Problem to work on
Wherever the string "clicks" appears in the entries below, return the line that holds it.

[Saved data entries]

Start of Block

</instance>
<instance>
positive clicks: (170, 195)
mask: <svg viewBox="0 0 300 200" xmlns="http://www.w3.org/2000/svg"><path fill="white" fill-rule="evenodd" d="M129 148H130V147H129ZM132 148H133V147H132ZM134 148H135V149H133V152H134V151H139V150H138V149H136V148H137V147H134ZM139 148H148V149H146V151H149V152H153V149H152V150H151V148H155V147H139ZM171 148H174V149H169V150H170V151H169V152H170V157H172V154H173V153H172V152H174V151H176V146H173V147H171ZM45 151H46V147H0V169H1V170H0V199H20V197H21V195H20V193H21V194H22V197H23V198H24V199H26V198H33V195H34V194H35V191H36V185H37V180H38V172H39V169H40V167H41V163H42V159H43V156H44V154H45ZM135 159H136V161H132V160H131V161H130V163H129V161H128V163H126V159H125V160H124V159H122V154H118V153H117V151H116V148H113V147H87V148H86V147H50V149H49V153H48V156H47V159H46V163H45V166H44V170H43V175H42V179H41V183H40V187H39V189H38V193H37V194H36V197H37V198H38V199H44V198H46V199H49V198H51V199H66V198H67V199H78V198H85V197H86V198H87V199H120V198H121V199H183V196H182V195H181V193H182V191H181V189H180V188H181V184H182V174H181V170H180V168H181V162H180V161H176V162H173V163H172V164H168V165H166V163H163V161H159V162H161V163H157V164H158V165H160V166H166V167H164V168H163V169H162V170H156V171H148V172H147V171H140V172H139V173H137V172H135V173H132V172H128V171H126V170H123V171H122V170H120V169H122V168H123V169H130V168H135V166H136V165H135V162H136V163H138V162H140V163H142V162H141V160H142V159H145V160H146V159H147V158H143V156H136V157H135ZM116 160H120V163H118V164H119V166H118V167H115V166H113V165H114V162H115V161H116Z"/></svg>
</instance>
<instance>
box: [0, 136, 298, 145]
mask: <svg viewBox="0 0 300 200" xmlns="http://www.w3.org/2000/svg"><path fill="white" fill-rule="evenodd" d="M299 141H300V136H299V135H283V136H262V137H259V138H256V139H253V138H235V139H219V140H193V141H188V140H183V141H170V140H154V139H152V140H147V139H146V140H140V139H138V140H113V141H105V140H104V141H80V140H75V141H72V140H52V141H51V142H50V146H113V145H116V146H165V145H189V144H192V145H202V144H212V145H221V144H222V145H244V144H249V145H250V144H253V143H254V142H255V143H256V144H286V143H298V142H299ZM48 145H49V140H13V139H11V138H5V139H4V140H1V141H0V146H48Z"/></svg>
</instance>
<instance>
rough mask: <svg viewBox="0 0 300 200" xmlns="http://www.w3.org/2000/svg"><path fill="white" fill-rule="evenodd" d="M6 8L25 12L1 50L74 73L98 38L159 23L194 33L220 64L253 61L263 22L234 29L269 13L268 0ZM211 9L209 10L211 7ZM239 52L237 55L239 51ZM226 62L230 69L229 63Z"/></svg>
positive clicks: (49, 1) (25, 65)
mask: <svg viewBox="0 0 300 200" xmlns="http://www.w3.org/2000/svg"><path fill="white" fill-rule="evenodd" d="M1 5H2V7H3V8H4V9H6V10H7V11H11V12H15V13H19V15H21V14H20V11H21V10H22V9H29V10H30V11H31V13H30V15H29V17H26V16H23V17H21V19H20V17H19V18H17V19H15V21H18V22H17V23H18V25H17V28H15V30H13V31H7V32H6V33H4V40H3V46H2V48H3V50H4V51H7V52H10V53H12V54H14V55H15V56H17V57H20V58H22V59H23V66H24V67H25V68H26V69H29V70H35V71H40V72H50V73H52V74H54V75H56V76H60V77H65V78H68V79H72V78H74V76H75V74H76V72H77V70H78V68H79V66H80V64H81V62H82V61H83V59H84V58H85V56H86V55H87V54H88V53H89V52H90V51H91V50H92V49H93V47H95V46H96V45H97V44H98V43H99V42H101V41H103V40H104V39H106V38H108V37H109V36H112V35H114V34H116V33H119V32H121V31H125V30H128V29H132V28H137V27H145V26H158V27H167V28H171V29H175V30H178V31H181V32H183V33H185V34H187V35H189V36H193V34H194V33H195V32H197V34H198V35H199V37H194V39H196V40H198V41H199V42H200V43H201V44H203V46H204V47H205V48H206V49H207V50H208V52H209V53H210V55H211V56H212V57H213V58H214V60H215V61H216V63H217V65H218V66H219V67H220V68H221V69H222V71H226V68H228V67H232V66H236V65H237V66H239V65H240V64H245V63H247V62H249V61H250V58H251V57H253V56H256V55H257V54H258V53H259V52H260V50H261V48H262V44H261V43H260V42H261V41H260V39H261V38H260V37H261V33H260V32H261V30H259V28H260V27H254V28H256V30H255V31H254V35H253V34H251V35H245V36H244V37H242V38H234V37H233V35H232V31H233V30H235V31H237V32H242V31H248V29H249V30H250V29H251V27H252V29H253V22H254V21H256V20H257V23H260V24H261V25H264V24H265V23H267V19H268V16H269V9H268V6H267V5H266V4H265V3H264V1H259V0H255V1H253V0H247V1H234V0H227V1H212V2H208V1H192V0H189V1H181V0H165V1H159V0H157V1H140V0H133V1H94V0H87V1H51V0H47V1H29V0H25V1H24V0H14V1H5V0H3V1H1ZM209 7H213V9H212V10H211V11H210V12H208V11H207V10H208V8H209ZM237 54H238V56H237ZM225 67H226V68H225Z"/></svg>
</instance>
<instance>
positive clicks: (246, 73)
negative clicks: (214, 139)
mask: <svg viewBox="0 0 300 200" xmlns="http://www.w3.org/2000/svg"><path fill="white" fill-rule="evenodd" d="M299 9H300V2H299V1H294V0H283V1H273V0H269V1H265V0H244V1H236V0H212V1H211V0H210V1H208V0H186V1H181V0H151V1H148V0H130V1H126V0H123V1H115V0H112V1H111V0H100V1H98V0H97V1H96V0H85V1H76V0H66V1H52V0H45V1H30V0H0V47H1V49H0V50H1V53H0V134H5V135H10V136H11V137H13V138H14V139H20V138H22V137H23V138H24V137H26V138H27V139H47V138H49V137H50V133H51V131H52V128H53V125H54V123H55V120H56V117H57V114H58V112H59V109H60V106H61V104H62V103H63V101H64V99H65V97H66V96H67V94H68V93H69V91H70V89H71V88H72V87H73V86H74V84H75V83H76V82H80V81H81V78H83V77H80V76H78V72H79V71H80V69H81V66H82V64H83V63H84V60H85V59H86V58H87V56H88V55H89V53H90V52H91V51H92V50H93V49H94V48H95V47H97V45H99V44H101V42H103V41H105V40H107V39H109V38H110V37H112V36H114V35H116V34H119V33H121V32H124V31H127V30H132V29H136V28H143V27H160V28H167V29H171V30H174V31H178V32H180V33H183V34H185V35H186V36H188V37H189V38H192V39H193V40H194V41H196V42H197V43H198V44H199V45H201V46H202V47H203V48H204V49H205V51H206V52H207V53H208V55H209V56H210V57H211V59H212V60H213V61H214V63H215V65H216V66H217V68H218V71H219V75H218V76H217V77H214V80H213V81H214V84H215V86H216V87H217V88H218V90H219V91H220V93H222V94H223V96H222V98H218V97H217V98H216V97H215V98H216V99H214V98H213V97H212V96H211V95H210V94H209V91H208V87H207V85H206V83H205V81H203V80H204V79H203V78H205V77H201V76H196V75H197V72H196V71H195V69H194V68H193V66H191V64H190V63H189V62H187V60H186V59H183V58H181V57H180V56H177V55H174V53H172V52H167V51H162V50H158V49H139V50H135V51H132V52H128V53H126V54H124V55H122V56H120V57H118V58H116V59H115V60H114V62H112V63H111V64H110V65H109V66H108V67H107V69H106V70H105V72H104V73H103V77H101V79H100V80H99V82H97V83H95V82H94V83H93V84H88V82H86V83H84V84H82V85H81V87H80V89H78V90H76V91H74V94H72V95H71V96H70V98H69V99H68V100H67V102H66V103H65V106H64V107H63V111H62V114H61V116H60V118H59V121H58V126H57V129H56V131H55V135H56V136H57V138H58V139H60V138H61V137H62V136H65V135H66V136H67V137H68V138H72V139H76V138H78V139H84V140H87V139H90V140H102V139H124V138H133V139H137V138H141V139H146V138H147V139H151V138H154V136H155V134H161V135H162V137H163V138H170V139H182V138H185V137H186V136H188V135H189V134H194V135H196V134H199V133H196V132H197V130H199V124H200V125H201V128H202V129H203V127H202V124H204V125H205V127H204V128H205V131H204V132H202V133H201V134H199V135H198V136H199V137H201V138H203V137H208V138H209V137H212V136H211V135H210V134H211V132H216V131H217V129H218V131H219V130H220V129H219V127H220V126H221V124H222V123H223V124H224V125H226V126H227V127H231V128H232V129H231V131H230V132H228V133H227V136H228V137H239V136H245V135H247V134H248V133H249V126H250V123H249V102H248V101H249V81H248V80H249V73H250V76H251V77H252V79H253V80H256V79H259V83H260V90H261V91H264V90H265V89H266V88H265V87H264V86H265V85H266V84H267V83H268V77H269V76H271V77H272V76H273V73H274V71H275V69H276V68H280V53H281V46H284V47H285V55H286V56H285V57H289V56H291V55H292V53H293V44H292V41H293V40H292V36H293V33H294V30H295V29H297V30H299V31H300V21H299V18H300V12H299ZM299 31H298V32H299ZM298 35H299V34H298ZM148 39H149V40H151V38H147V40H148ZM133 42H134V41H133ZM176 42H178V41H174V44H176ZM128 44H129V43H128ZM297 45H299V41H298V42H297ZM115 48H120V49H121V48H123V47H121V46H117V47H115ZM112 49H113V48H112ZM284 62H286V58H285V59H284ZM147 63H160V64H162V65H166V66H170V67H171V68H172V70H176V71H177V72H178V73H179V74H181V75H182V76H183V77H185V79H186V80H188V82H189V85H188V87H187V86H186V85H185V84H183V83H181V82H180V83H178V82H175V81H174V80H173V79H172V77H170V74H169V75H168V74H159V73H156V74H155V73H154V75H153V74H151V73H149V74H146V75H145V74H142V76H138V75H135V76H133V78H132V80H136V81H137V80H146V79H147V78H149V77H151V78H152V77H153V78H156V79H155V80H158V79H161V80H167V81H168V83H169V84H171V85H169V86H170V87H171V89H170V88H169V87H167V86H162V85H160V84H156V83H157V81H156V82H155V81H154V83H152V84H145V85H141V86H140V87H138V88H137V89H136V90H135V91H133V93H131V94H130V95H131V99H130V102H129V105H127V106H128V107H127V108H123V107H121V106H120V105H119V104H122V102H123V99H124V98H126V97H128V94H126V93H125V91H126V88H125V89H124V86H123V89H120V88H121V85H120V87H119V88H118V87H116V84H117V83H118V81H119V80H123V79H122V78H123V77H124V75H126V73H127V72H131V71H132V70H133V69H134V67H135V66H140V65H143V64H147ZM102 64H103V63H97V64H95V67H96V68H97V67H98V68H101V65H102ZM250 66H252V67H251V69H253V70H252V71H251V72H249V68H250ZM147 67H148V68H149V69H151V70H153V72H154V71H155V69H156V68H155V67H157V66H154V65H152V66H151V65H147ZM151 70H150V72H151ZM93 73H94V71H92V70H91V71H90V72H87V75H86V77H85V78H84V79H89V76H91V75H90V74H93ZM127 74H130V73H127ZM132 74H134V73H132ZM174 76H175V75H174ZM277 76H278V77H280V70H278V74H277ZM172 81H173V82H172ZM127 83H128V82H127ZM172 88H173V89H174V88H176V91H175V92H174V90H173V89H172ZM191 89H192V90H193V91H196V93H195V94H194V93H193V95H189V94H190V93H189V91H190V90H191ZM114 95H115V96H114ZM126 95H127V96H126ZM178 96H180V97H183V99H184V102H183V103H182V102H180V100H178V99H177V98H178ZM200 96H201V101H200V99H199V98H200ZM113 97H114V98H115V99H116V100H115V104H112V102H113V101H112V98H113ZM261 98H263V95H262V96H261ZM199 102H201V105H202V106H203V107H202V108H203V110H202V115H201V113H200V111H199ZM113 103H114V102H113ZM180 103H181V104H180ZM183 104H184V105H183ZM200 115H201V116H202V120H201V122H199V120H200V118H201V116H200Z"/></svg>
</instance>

End of Block

Output of the exercise
positive clicks: (170, 195)
positive clicks: (49, 1) (25, 65)
positive clicks: (246, 73)
negative clicks: (214, 139)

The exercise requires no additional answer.